● EXERCISES TO COMPLETE
- A) From the car accident account, transcribe the passage that begins at the words "I haven’t been" and stops after "were especially unnerving.".
- B) According to the car accident account, on what date was the concussion officially diagnosed?
- C) Write the next part of the car accident account, starting after its last sentence.

● SOURCE PASSAGE
=== Section Start ===

A car hit my car while I was driving one year and two weeks ago.

I haven’t been the same since in so many ways. From brain troubles to body pains. So many appointments with doctors. The eye doctor appointments were especially unnerving.

The experience has been very painful, changed my everyday life, and has changed my body- I know this because my clothes fit differently.

I haven’t done any Olympic lifts in over a year. I don’t run. I’m really careful with push-ups. I don’t push anything over my head. I tried that while I was trying to get back to the gym last fall and it only continued to aggravate my left shoulder pain. For some reason I could still do pull-ups and I love pull-ups so I was grateful for that pre-Covid 19. I haven’t done pull-ups now in all of these months because I’m not going back to the gym.

The moment that car slammed into my car I felt my body jolt in this awful way. I was in shock and by the time I got home, maybe 25 minutes after impact the pain started in my feet. And my head, the headaches started. All last summer. Every day headaches. Every day hard to sleep. Every day I felt like I didn’t know myself. I was finally diagnosed with a concussion officially on July 5th.

=== Section End ===

● INFORMATION PROVIDED
=== Section Start ===

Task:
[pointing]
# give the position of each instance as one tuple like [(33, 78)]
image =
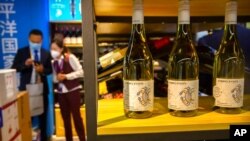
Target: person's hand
[(39, 68), (29, 62), (61, 77)]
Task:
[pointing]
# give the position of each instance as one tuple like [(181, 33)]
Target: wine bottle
[(67, 35), (183, 68), (138, 81), (73, 35), (79, 35), (229, 62)]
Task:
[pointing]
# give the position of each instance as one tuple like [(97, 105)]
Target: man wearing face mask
[(34, 62)]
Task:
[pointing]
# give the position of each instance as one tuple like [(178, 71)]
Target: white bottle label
[(183, 12), (183, 95), (228, 92), (138, 16), (138, 95), (231, 12)]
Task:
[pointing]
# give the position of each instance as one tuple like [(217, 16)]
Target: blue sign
[(17, 18), (65, 10)]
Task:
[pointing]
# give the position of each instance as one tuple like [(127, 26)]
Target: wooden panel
[(168, 7), (111, 119)]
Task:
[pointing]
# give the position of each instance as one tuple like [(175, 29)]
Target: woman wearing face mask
[(66, 71)]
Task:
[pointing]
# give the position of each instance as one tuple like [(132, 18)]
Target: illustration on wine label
[(143, 96), (236, 93), (186, 96)]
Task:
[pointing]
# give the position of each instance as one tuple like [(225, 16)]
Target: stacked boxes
[(9, 127)]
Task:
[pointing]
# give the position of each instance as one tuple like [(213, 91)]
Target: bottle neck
[(138, 33), (183, 31), (230, 32), (138, 29)]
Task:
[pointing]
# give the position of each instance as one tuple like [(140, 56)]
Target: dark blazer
[(25, 71)]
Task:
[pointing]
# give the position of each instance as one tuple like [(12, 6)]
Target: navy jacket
[(25, 71)]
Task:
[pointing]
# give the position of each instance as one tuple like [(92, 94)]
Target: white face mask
[(54, 54)]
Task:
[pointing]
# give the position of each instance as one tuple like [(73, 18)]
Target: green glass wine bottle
[(183, 68), (138, 72), (229, 63)]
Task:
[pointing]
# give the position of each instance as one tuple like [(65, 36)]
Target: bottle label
[(138, 95), (231, 12), (183, 11), (183, 95), (138, 16), (228, 92)]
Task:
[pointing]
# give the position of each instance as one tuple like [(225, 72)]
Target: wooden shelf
[(166, 8), (111, 119), (74, 45)]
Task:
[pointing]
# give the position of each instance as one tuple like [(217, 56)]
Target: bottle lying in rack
[(229, 63), (138, 75), (111, 59), (183, 68)]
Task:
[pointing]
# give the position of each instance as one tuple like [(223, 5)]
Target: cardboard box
[(24, 116), (9, 120), (8, 88), (60, 126), (17, 137), (36, 105)]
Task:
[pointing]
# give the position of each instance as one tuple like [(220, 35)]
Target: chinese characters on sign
[(8, 32)]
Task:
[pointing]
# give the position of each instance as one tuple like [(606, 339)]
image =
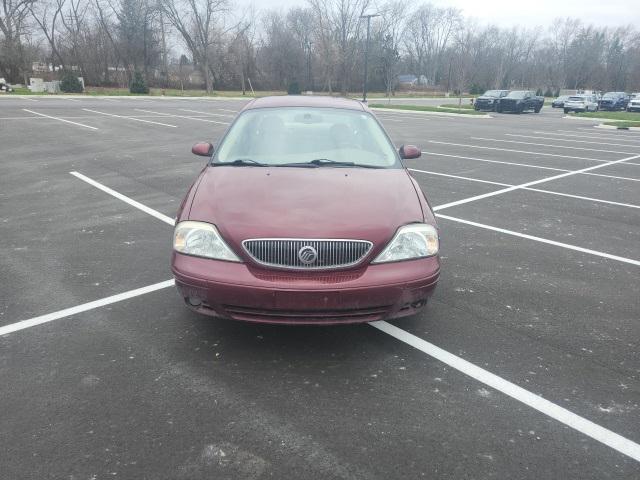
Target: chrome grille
[(283, 252)]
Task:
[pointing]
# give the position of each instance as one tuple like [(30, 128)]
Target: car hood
[(325, 202)]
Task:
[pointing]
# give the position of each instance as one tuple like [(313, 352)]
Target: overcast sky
[(530, 13)]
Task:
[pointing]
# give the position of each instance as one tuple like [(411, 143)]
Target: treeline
[(318, 46)]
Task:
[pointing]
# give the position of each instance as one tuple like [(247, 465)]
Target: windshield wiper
[(321, 162), (242, 162)]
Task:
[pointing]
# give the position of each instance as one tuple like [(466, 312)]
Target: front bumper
[(243, 292), (610, 107)]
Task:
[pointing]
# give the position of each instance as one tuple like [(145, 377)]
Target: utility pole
[(366, 54)]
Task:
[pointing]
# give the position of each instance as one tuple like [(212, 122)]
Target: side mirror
[(409, 151), (203, 149)]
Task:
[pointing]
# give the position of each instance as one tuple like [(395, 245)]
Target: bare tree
[(195, 20), (47, 16), (340, 20)]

=== Section End ===

● TASK RESPONSES
- A)
I haven’t been the same since in so many ways. From brain troubles to body pains. So many appointments with doctors. The eye doctor appointments were especially unnerving.

- B) July 5th.

- C)
When I think of last summer I feel like a sad ghost.

The man who hit me had a moment in his car and he handled it aggressively and it changed my life.

I haven’t been out too much since March 14th, but when I am out I see and have experienced people driving too fast, with aggression, with spaciness. And I get it, we’re all really really going through a lot.

So please breathe, pay attention, maybe slow down, maybe look a few extra times. And take care of yourself and all of us. And wear masks.